#### [PROMPT]
Repeat exactly the lines from the line containing "marble surface in the photo above." to the last line of the listing, including both.

#### [RECORDS PROVIDED]
☆ ☆ ☆ ☆

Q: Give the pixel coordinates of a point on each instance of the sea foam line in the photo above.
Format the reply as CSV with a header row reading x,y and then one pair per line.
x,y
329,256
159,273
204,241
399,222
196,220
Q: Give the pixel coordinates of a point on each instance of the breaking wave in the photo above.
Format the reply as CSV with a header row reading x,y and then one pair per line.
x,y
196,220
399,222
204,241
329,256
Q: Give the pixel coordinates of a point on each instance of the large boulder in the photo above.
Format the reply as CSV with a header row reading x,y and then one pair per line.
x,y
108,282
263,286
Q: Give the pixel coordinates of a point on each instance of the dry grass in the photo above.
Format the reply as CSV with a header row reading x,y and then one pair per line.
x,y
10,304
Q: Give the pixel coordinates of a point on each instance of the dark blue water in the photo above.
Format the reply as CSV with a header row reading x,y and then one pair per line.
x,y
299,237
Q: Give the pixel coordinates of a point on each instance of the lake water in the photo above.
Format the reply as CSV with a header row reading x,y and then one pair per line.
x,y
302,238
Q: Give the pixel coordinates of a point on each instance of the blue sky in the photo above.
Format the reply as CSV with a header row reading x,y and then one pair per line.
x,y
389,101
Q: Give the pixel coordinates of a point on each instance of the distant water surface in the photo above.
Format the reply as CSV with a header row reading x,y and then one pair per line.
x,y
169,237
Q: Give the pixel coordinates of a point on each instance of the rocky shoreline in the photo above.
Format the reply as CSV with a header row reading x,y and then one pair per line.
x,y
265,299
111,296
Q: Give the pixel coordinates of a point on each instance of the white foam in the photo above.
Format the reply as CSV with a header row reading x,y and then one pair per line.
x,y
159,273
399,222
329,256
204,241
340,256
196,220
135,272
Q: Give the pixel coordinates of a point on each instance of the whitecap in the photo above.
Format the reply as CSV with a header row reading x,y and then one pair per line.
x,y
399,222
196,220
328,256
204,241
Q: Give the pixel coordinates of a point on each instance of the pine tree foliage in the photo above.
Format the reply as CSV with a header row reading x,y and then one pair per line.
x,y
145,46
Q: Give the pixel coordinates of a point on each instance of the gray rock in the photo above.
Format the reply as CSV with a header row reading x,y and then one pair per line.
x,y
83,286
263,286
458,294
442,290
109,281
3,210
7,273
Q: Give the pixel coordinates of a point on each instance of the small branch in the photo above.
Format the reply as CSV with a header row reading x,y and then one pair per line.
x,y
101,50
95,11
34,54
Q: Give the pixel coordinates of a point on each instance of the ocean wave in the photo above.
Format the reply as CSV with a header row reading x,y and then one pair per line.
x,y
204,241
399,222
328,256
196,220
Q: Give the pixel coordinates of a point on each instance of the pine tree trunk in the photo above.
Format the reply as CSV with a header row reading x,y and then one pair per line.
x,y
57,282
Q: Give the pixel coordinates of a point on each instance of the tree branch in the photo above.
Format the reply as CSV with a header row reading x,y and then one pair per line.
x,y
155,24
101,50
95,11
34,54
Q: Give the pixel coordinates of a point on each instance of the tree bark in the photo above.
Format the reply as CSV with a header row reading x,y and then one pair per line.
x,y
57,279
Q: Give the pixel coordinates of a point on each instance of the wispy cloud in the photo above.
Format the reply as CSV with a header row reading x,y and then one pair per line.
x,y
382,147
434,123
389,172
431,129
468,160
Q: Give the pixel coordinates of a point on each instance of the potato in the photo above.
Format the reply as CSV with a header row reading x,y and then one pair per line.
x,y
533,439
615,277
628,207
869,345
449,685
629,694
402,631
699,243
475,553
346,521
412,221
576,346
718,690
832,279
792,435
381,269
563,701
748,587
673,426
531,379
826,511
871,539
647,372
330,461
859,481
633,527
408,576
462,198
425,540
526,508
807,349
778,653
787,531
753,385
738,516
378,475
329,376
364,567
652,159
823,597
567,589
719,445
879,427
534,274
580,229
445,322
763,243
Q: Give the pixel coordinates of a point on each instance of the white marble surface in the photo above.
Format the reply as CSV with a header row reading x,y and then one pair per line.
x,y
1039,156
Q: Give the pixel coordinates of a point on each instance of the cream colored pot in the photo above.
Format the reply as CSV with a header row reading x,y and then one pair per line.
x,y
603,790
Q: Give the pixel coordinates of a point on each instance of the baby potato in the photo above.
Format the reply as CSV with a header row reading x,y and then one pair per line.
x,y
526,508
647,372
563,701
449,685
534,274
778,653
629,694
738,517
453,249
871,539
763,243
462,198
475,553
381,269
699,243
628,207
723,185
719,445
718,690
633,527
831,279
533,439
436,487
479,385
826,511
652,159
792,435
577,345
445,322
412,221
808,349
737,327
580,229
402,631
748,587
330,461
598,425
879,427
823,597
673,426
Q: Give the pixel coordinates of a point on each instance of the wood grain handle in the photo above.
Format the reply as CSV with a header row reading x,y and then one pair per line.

☆ ☆ ☆ ☆

#### [EXERCISE RESPONSE]
Q: Give the pixel coordinates of a point on each instance of the white marble surface in the photo above.
Format the reply as CSV with a header row reading x,y and then one pair per line.
x,y
1039,156
Q: Give the pixel coordinates of a point on each instance of the cream colored pot in the photo above.
Format the reply as CSV with a header row reading x,y and then one pair per line.
x,y
603,790
Q: Give the pixel coordinates of a point on each instance of the baby potato in the photo above.
Format the reply as CSV with a header row reading x,y and then one pair per line.
x,y
526,508
647,372
563,701
449,685
534,274
778,653
629,694
738,517
453,249
871,539
763,243
462,198
475,553
381,269
699,243
628,207
723,185
719,445
718,690
633,527
831,279
533,439
436,487
479,385
826,511
652,159
792,435
577,345
445,322
412,221
808,349
737,327
580,229
402,631
748,587
330,461
598,425
879,427
823,597
673,426
Q: Give the pixel coordinates of a point on each instance of the wood grain handle in the photo above.
Format the reply as CSV with a header row reading x,y and then one pair per line.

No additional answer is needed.